A run of listing entries
▽

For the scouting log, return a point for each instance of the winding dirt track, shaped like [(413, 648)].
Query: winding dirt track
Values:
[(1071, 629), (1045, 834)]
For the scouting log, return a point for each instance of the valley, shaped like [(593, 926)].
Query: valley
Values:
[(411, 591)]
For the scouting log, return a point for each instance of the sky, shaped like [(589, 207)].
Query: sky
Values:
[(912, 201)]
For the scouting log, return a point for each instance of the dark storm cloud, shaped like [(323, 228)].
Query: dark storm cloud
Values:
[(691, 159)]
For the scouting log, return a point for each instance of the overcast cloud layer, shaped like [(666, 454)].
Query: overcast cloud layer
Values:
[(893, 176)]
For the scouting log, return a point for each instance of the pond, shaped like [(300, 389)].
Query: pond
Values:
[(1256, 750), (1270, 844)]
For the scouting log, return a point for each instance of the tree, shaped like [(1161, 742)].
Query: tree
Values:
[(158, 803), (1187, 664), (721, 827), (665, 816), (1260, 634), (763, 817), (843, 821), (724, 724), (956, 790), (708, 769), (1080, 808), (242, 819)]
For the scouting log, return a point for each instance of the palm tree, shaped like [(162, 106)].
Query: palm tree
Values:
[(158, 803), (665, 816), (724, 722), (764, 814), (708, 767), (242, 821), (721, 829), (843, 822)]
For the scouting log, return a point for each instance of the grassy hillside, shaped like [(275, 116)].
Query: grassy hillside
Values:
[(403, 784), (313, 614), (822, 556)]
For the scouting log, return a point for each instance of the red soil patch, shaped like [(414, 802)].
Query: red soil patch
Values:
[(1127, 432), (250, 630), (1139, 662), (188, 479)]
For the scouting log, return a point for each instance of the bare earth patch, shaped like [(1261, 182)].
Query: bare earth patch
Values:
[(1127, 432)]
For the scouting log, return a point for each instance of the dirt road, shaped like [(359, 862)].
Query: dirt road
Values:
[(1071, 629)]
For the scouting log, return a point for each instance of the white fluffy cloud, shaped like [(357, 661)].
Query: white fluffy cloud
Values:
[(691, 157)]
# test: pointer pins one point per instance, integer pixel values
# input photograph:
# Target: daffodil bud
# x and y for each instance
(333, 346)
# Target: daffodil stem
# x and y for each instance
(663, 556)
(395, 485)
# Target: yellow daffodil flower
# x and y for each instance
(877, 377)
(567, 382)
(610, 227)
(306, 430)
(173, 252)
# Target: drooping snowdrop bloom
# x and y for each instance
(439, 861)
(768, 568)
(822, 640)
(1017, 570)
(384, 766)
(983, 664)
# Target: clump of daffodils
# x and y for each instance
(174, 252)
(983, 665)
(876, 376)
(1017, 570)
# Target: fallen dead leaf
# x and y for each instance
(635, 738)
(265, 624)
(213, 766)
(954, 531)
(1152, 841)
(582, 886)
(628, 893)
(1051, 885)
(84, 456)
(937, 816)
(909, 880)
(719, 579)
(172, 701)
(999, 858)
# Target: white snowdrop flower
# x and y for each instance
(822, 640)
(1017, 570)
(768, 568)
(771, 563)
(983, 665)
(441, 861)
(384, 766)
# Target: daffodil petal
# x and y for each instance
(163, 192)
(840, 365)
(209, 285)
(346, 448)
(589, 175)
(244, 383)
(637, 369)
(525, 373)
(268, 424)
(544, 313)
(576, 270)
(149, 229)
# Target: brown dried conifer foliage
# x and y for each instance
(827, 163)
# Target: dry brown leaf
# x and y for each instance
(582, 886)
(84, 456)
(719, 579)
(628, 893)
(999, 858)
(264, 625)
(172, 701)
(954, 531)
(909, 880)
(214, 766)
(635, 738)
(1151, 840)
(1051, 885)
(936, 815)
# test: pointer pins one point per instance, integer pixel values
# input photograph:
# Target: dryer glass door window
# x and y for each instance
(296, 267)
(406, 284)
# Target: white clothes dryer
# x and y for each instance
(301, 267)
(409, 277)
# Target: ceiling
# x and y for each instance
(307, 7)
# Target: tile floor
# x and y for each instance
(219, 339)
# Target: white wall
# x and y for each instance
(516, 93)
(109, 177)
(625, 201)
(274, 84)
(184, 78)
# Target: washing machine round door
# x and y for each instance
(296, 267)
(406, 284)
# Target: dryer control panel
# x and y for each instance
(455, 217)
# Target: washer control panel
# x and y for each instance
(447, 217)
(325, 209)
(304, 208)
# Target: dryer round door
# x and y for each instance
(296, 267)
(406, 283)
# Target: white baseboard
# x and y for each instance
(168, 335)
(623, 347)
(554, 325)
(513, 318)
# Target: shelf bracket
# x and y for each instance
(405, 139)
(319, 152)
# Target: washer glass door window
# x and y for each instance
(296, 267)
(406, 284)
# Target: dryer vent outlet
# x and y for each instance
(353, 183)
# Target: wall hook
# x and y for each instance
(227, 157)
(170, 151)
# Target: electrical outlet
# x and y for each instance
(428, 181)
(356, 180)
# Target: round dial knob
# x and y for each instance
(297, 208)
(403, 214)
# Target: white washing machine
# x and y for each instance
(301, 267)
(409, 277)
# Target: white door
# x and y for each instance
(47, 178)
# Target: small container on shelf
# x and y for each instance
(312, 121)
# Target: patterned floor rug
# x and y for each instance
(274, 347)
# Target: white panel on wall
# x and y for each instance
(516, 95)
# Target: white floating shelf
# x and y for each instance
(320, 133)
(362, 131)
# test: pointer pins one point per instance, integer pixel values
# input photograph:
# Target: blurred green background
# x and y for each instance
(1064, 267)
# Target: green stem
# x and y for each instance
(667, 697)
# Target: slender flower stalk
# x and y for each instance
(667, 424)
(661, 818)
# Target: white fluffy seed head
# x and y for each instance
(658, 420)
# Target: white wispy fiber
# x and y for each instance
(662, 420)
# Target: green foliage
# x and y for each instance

△

● **PROBLEM REQUIREMENTS**: Reproduce everything in the listing from the line containing "# Target: white panel on wall" down to the final line, both ends included, offsetting every coordinate value in the answers by adding 60 and keeping all other lines unchanged.

● **OUTPUT BELOW**:
# Target: white panel on wall
# x and y for each instance
(576, 155)
# Target: white floating shelf
# x and y for each instance
(380, 193)
(422, 191)
# test: pointer pins one point per instance, integer pixel values
# input photograph:
# Target: blurred green background
# x and y for each instance
(1124, 327)
# Target: green stem
# x and y for each instance
(727, 757)
# Target: slender flower stalk
# x and y for each instance
(727, 484)
(721, 878)
# Target: white fluffy seed head
# x and y for each instance
(718, 480)
# Target: white wispy fiber
# x and y for each instance
(722, 480)
# Target: green foliage
# x and y for each instance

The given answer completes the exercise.